Stated goal: Please count how many lines in the rows below contain the string "hair", matching case exactly, and reply with only that number.

Extracted entries:

-.-.-

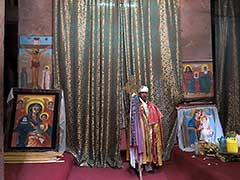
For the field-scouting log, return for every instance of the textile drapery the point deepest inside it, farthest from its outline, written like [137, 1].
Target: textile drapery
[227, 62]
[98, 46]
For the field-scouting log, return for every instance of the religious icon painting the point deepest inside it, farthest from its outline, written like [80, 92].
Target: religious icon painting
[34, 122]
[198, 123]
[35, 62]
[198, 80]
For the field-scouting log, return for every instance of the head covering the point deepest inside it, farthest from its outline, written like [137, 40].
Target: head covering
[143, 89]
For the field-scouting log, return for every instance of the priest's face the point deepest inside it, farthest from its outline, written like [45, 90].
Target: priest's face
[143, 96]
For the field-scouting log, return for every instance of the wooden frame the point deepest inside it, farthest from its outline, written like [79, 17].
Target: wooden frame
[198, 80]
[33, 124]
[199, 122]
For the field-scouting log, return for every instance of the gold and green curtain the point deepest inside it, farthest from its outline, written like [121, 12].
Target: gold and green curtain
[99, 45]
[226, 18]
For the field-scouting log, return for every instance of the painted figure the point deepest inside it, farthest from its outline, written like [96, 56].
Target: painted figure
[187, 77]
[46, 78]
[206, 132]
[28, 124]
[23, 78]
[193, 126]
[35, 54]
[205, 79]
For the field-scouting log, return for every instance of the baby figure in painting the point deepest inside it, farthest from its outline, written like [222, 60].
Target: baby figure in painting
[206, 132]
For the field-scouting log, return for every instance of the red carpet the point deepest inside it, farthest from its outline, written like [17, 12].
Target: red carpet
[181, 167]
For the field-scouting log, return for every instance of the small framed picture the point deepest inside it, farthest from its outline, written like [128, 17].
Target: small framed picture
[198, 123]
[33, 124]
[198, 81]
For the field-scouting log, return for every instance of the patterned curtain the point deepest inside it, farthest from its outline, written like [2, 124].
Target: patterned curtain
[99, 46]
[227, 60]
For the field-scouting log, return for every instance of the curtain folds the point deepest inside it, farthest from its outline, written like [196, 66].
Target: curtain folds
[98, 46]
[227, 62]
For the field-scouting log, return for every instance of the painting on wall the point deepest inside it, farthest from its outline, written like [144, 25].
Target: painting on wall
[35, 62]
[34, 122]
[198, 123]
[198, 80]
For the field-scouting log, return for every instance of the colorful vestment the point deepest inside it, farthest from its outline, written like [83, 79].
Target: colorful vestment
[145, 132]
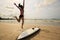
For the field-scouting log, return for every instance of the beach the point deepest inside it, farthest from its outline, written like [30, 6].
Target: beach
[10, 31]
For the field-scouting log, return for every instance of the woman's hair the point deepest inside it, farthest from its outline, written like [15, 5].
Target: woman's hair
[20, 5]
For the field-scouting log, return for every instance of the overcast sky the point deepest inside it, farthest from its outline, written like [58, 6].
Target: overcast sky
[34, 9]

-.-.-

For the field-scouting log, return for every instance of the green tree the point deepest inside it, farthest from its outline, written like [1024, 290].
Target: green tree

-.-.-

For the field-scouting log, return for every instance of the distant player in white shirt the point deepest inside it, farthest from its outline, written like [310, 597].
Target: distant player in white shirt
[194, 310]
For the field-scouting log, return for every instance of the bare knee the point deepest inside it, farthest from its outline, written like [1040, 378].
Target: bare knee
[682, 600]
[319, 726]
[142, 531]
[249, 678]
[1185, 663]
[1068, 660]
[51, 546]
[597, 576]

-.-.-

Written answer: 2